Talking about tenure, I would argue that people rarely think about higher education in the broadest possible way. Again, the “fish in water” problem. Or, more specifically, people usually think about their jobs. Whether or not they’re part of said “tenure system.” (One could argue that this system is so pervasive and so fundamental in higher education that even those who aren’t on the tenure-track are directly affected by it. Still, they’re not technically “part of the tenure system.”)

In my experience, adjuncts and other “contingent” instructors are as “guilty” as anyone else of this kind of circular thinking. I hear many part-timers, bittered by their experience, talk about the tenure system as if it were their focal point. Several of them have assumed that there was (or should be) a way for adjuncts to go on the tenure track in the same department as where they teach on a part-time basis. As you might expect, some of these have been especially disappointed by the results. Bitterness is a common component of life for many of those who teach on a course-by-course basis.

One thing to note is that higher education systems differ greatly. I mostly have experience in the United States and Canada, which are already very different from one another in terms of contractual teaching. In some ways, part-timers at Canadian institutions have a much sweeter deal than adjuncts south of the border. In financial terms, at least (even allowing for exchange rates and cost-of-living differences). In the U.S. when I was teaching there, it wasn’t rare for a three-credit course to be paid about 2,000$. In Canada, it’s common for the same three-credit course to be paid more than 5,000$. Since then (i.e., in just a few years), teaching contracts in Montreal, at least, have gone up to close to 8,000$ and I know there are still teaching contracts in the U.S. which are still close to 2,000$. I’ve heard colleagues in Ontario talk about even higher figures for a 3-credit course, but those figures are so high that I find them hard to believe.

Also, many tenure-track positions are much better here in Canada than in the U.S., under the same terms. For one thing, salary discrepancies are quite limited, in terms of both institutions (within the same province) and field (at the same institution). Since Canadian universities are public, salary figures are frequently posted, so I’m not supposed to be divulging too much when I say that I know several people who were making around 50,000$ a year as new faculty on the tenure-track (assistant professor or equivalent) and that, in Ontario, the same position was close to 80,000$ (for instance, I’ve heard that the posted figure at Queen’s, in Kingston, is 77,000$). In the U.S., I’ve heard 50,000$ as a “very good annual salary” for that same position at a wealthy university. Though I don’t have direct evidence, I think many tenure-track positions in U.S. universities are much less than that. Canadian professors also get to a ceiling rather quickly, in that it’s not really possible to get extremely large salaries through promotion. In the end, the two systems appear to be quite different, in terms of finance.

_How to complete this task_
According to the passage on tenure, what was a three-credit course often paid in the U.S. when the writer taught there? Use only the passage on tenure to answer.

_Dataset excerpts_
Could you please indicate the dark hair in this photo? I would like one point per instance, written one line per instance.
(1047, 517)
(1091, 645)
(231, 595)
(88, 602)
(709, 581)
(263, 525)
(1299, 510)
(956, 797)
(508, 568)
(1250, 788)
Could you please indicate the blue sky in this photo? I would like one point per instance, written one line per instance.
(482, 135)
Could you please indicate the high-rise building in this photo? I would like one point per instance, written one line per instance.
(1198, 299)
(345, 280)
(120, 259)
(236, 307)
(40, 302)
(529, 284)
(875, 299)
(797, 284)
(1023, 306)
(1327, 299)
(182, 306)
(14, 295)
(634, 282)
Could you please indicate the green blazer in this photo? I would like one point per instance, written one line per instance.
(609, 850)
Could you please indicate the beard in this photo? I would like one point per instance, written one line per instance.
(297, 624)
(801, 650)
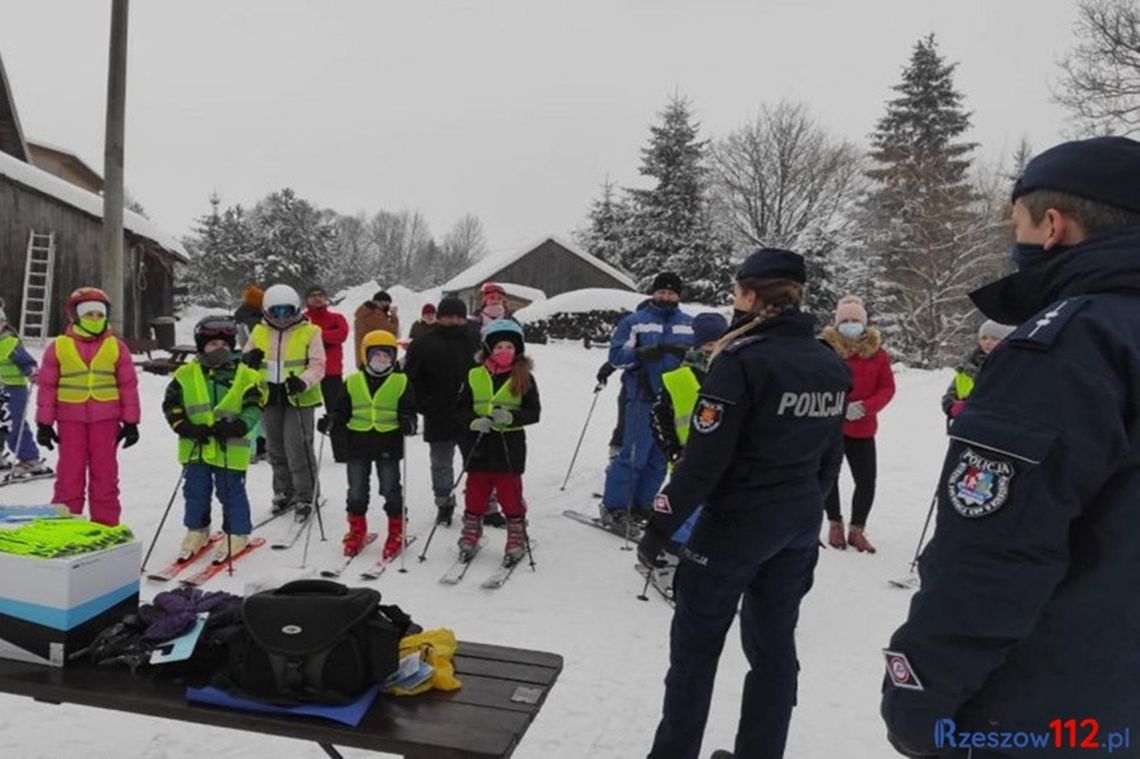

_Response below_
About 2,000$.